» Goal: Reproduce word for word the passage of the quarterly results text between "Same-store sales rose" and "a year ago.", inclusive.

### Selected extract

Same-store sales rose a healthy 18%.
We opened two new stores, giving us sixteen stores, just before the Christmas
shopping season. For the first six weeks of the quarter, we had fourteen stores,
one less than a year ago.
Gross profit margins declined to 43% from 45% last year. Sales were strong for
the quarter; however, our bedding plant sales were somewhat less than expected,
leading to higher stock loss in that merchandise category during the quarter.
Our operating expenses were up by 13% over last year. The increased expense was
due, in part, to the costs of opening the two new stores. Due to the increased
sales volume, operating expenses this quarter were 39% of sales, compared to 43%
of sales for the comparable quarter last year.
Occupancy expenses decreased by 2%, mostly because we closed two underperforming
stores during fiscal 1998. Due to the increased sales volume, occupancy expenses
were 12% of sales for the quarter, compared to 15% of sales for the comparable
quarter last year.
8
<PAGE> 9
Net interest expense increased by 125% over last year due to increased interest
expense on debt used to:
o Build or remodel the three new stores we opened in the past nine months,
o Acquire and more fully develop our growing operation, and
o Acquire and implement our merchandise computer system.
Depreciation expense increased by 70% over last year, mainly due to the
depreciation on the assets noted above.
Advertising expenses were 7% of sales for both this quarter and the comparable
quarter last year. Advertising expenses increased by 17%, in line with the 22%
sales increase. The increased amount spent was due, in part, to greater use of
television to promote Christmas sales.

######
### Collected data

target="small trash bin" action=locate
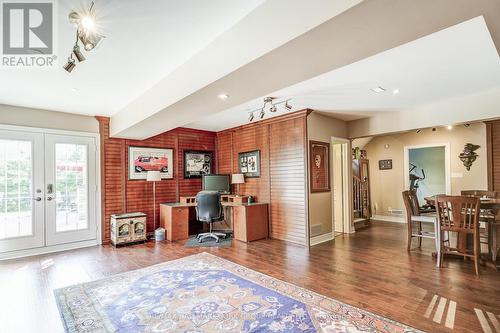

######

» Result:
Same-store sales rose a healthy 18%.
We opened two new stores, giving us sixteen stores, just before the Christmas
shopping season. For the first six weeks of the quarter, we had fourteen stores,
one less than a year ago.